Quoted passage below:

To prepare you for 21st year of the Atlanta Jewish Film Festival, completely virtual-for-the-first time as you’ve never seen before, we bring you 21 previews spotlighting the breath of films offered for your home viewing. The films, which represent more than half of those in the AJFF lineup Feb. 17-28, include classics, intimate family dramas, upbeat comedy and historic documentaries. Sit back and relax as the AJFF brings us together through film.
Last summer the Anti-Defamation League analyzed thousands of tweets deemed anti-Semitic. According to the ADL – the more than 100-year-old anti-hate organization – nearly 40 percent of all the “problematic tweets” contained conspiracy theories involving George Soros. These included allegations that Soros funds Black Lives Matter and Antifa protests, as well as being responsible for spreading COVID-19.
Indeed, Soros has long been blamed for leading a “globalist” takeover of the world. On one level, this is not surprising since Soros is one of the world’s richest men, making his billions as a hedge fund owner during Europe’s currency crisis in the early 1990s. But calling this Hungarian-born child survivor of the Holocaust a Nazi collaborator, as the ADL reports some anti-Semites do, may be taking it too far.
Learning about both the charges against Soros as well as the facts of his life makes seeing this film required viewing for the entire Atlanta Jewish community.
“Soros” is admittedly a positive presentation of the nearly 90-year-old man, but it’s also thorough and extremely well produced. It was directed by Jesse Dylan, son of Bob, which is probably why he was able to access the Soros family and his inner circle and follow him around the world to learn how a Holocaust survivor became one of the biggest contributors and crusaders against authoritarianism and hate.

End of Quoted passage.

**Task 1**:
According to the preview, who directed the film "Soros"?
**Task 2**:
List every kind of film that the preview says the AJFF lineup includes.
**Task 3**:
In the preview, rewrite the part that opens with the words containing "Learning about both" and closes with "authoritarianism and hate.", changing "crusaders" to "campaigners".

Source data below:

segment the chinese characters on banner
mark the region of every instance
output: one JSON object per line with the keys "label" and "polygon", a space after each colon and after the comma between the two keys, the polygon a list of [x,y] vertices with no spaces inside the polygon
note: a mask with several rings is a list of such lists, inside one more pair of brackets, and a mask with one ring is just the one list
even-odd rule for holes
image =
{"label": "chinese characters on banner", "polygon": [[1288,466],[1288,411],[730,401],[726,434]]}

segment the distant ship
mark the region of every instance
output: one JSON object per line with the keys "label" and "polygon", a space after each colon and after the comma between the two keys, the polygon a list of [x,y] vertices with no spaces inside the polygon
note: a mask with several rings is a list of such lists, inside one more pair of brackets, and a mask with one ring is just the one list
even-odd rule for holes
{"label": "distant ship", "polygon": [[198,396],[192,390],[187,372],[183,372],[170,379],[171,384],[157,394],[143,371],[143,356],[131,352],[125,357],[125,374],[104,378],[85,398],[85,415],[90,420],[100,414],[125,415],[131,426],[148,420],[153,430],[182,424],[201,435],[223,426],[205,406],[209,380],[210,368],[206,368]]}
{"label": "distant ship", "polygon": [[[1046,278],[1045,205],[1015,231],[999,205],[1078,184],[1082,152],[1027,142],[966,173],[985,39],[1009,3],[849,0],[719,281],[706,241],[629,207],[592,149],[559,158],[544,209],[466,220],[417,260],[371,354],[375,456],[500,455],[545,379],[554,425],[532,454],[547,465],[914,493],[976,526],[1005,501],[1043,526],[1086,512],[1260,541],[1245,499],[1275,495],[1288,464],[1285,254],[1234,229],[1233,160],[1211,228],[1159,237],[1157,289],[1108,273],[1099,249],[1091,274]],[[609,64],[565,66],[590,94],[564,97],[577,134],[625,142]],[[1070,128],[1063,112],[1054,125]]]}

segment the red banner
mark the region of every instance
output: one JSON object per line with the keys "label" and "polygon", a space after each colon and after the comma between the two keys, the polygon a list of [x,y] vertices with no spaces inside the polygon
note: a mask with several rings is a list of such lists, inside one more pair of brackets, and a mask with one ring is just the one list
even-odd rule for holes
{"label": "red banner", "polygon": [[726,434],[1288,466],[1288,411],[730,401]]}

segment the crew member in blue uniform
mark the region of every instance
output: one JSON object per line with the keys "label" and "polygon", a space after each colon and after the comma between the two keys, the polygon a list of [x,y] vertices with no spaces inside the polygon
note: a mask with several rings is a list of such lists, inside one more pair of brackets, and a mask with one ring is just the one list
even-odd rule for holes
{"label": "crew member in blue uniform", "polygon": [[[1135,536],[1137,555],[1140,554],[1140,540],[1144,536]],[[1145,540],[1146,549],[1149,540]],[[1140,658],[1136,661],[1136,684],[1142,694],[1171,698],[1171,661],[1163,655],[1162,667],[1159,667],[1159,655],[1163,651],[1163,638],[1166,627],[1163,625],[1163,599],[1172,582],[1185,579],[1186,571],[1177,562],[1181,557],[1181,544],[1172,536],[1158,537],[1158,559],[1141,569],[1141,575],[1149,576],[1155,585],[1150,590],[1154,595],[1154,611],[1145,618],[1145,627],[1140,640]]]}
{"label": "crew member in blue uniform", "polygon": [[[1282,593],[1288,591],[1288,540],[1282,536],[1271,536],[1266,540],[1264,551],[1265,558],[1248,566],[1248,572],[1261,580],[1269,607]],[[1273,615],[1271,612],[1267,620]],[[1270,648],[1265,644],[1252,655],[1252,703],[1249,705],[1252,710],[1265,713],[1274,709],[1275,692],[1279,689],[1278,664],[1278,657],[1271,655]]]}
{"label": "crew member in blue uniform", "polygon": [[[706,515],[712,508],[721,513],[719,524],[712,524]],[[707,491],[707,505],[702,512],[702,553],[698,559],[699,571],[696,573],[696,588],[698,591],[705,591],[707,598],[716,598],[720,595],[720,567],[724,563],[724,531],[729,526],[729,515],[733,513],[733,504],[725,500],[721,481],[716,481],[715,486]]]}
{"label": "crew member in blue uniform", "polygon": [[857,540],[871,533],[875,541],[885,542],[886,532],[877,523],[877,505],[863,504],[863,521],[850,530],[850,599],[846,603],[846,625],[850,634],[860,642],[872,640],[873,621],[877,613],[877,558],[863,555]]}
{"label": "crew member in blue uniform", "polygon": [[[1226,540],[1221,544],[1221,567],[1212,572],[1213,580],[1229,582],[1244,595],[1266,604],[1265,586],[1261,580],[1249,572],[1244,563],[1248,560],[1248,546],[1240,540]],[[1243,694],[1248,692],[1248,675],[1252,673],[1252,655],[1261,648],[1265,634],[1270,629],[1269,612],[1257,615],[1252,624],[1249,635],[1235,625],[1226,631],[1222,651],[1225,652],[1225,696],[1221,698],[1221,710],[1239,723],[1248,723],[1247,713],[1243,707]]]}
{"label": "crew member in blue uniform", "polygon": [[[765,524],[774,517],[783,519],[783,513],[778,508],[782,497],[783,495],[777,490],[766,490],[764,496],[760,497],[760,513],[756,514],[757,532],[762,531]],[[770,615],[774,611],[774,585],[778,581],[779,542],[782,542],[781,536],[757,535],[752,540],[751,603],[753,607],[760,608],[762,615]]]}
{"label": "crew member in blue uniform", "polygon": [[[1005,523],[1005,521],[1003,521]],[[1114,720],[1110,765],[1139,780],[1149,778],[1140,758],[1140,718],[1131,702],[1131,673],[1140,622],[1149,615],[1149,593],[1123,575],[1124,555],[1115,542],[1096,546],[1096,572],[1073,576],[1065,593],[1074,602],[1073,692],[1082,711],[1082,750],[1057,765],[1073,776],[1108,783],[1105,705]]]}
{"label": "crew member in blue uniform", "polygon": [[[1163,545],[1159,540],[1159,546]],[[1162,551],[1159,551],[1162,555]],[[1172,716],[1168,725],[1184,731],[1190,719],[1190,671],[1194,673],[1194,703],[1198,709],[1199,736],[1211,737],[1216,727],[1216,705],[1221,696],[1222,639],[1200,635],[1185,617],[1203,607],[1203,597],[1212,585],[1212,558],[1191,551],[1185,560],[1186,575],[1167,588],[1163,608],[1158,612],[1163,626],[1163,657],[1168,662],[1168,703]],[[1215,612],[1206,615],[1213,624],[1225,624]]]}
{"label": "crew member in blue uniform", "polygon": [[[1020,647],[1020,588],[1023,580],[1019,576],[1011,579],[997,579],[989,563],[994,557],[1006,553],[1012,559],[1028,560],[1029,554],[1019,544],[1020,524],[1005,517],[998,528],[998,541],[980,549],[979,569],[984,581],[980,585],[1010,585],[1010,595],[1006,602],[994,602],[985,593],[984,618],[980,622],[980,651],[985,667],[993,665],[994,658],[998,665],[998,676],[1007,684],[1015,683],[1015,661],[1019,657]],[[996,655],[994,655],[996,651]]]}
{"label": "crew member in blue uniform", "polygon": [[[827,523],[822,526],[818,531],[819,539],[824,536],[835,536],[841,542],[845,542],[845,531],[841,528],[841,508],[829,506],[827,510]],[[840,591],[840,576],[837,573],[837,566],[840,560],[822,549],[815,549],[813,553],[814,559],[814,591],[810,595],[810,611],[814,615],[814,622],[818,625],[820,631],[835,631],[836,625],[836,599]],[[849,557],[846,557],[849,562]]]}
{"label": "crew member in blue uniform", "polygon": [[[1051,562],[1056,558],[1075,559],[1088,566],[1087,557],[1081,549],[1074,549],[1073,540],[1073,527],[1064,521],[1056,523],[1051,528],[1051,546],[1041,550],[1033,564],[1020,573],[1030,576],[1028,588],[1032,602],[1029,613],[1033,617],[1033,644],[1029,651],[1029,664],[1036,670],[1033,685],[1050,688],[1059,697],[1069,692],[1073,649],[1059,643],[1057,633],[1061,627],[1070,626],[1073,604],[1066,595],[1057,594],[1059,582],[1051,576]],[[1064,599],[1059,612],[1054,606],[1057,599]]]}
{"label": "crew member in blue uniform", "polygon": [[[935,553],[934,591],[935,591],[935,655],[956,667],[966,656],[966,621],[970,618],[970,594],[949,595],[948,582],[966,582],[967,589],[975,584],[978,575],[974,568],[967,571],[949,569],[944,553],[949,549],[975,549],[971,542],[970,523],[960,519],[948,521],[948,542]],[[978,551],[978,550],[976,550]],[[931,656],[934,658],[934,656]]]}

End of Source data.

**Reply 1**:
Jesse Dylan, son of Bob, directed it.

**Reply 2**:
- Classics
- Intimate family dramas
- Upbeat comedy
- Historic documentaries

**Reply 3**:
Learning about both the charges against Soros as well as the facts of his life makes seeing this film required viewing for the entire Atlanta Jewish community.
“Soros” is admittedly a positive presentation of the nearly 90-year-old man, but it’s also thorough and extremely well produced. It was directed by Jesse Dylan, son of Bob, which is probably why he was able to access the Soros family and his inner circle and follow him around the world to learn how a Holocaust survivor became one of the biggest contributors and campaigners against authoritarianism and hate.